Can you repeat the data below word for word, leaving out the picture?

====== SOURCE MATERIAL ======

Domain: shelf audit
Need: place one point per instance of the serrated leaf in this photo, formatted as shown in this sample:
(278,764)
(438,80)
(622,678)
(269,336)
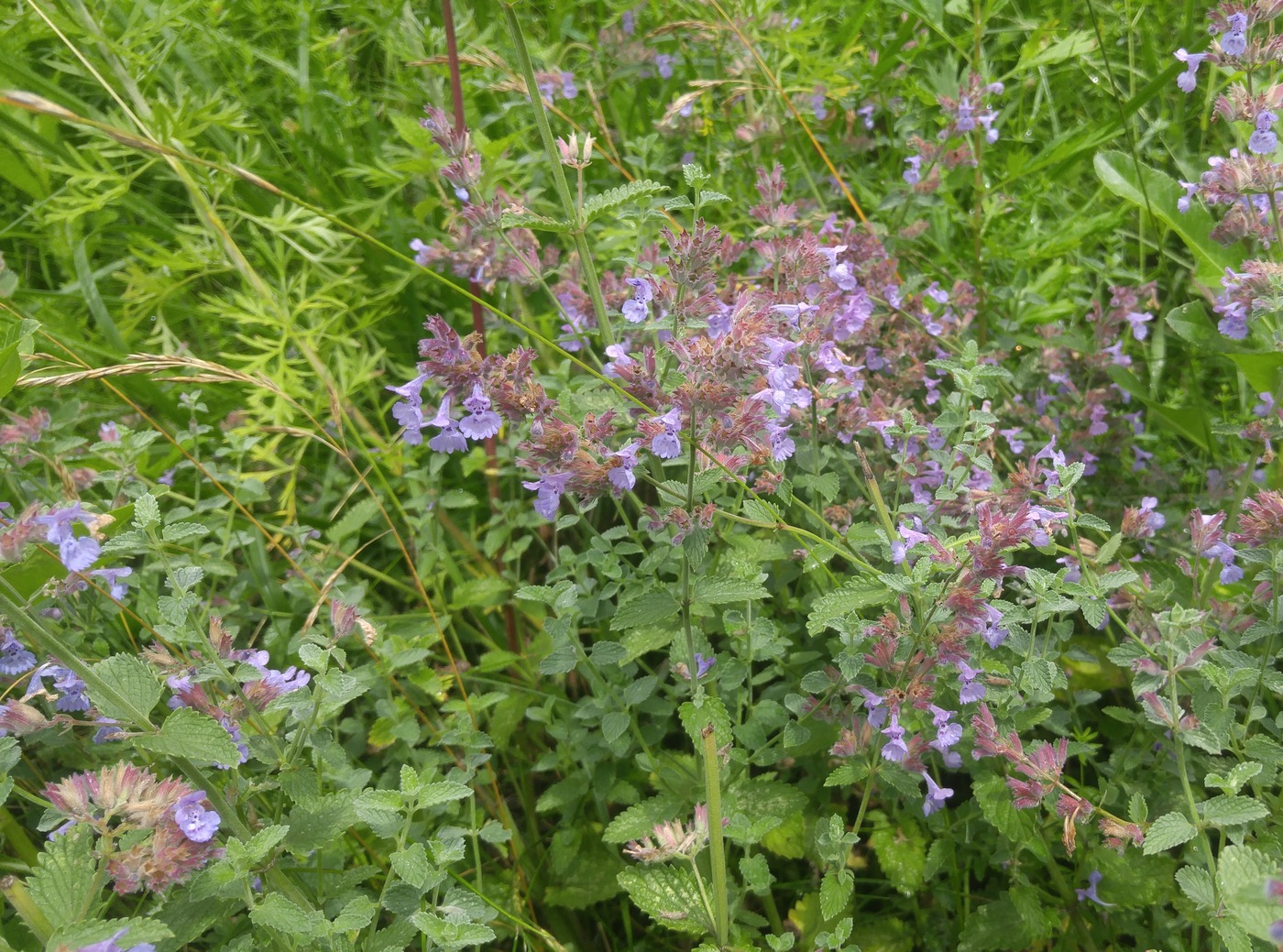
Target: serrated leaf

======

# [EXPECTED ANSWER]
Domain: shelf audit
Need: place one point per instance of the serrated leaf in this photo, formatted as shown in this sample:
(278,764)
(438,80)
(622,678)
(269,336)
Target: serrated leaf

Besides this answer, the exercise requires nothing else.